Patient characteristics independently associated with the need for intubation were BMI (OR 1.03, CI 1.01–1.05), male sex (OR 1.86, CI 1.36–2.53), and hypertension (OR 1.86, CI 1.27–2.73). Patient factors independently associated with RRT were BMI (OR 1.07, CI 1.04–1.10) and male sex (OR 2.97, Ci 1.75–5.02). When BMI was analyzed as a categorical variable, the likelihood of needing RRT increased with progressively higher BMI such that a greater than 3-fold increase was observed for BMI ≥30 (OR 3.9, CI 1.82–8.33) and greater than 5-fold increase was observed for BMI ≥40 (OR 5.95, CI 2.34–15.11) compared to normal weight patients. Notably, Black (OR 2.22, CI 1.14–4.30) and Asian race (OR 6.31, CI 1.82–21.87) increased the likelihood of requiring RRT in the hospital.

In MVLR with BMI as a continuous variable, independent patient factors associated with the development of septic shock were BMI (OR 1.04, CI 1.01–1.06), male sex (OR 1.61, CI 1.16–2.23), and hypertension (OR 1.78, CI 1.19–2.68) (Table 3). In MVLR with BMI as a categorical variable, there was a higher odds of developing septic shock at BMI 30–39.9 (OR 1.88, CI 1.18–2.97) and ≥40 kg/m2(OR 2.38, CI 1.26–4.51) compared to normal weight (Fig 2). Notably, Asian race (OR 3.13, CI 1.18–8.31) was also associated with the development of shock.

Records shown:

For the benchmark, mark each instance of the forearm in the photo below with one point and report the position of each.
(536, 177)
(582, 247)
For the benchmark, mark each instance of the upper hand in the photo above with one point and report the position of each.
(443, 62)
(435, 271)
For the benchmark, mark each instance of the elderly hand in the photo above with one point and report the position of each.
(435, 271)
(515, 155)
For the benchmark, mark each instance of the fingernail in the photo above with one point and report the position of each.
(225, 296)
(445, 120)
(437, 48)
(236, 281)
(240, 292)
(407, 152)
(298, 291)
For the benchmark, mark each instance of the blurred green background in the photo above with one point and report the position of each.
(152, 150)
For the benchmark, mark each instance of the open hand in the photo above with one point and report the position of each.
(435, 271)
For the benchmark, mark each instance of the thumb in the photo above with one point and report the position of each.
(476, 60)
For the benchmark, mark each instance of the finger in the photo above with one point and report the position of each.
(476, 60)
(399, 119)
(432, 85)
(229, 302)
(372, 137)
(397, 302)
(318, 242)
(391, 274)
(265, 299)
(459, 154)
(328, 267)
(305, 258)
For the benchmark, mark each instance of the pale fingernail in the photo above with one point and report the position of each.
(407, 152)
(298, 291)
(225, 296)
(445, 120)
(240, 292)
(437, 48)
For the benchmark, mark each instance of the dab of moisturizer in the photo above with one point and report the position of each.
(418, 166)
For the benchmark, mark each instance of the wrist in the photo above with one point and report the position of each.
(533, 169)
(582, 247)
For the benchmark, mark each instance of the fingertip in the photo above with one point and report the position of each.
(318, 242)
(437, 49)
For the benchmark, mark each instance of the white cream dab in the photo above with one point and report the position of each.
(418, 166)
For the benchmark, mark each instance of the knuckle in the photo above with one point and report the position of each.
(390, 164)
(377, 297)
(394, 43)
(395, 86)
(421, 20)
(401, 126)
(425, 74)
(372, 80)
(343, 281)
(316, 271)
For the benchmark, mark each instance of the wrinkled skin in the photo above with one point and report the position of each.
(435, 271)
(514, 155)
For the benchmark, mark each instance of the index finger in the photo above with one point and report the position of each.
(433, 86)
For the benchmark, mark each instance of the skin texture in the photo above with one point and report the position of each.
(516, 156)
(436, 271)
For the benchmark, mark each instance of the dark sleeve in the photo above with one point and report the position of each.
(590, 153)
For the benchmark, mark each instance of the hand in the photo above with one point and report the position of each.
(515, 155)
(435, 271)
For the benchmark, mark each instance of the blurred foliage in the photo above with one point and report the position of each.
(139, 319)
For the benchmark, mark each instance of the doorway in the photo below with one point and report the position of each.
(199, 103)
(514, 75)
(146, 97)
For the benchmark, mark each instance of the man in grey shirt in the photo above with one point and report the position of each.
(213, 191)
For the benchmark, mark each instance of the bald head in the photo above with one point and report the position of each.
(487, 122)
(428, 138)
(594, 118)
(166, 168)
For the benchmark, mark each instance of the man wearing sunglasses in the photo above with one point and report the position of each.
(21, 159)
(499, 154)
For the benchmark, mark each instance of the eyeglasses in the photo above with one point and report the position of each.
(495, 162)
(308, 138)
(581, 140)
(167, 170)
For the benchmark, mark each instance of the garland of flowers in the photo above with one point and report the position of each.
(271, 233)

Activity 1:
Answer these from the excerpt:
(a) What odds ratio is given for hypertension as a factor in the need for intubation?
(b) Compared to normal weight patients, what odds ratio for needing RRT is reported for BMI ≥40?
(c) What odds ratio links Asian race to the development of septic shock?
Activity 2: Transcribe the part of the excerpt starting with "Patient characteristics independently" and going on through "in the hospital.".

Result 1:
(a) OR 1.86 (CI 1.27–2.73)
(b) OR 5.95 (CI 2.34–15.11)
(c) OR 3.13 (CI 1.18–8.31)

Result 2:
Patient characteristics independently associated with the need for intubation were BMI (OR 1.03, CI 1.01–1.05), male sex (OR 1.86, CI 1.36–2.53), and hypertension (OR 1.86, CI 1.27–2.73). Patient factors independently associated with RRT were BMI (OR 1.07, CI 1.04–1.10) and male sex (OR 2.97, Ci 1.75–5.02). When BMI was analyzed as a categorical variable, the likelihood of needing RRT increased with progressively higher BMI such that a greater than 3-fold increase was observed for BMI ≥30 (OR 3.9, CI 1.82–8.33) and greater than 5-fold increase was observed for BMI ≥40 (OR 5.95, CI 2.34–15.11) compared to normal weight patients. Notably, Black (OR 2.22, CI 1.14–4.30) and Asian race (OR 6.31, CI 1.82–21.87) increased the likelihood of requiring RRT in the hospital.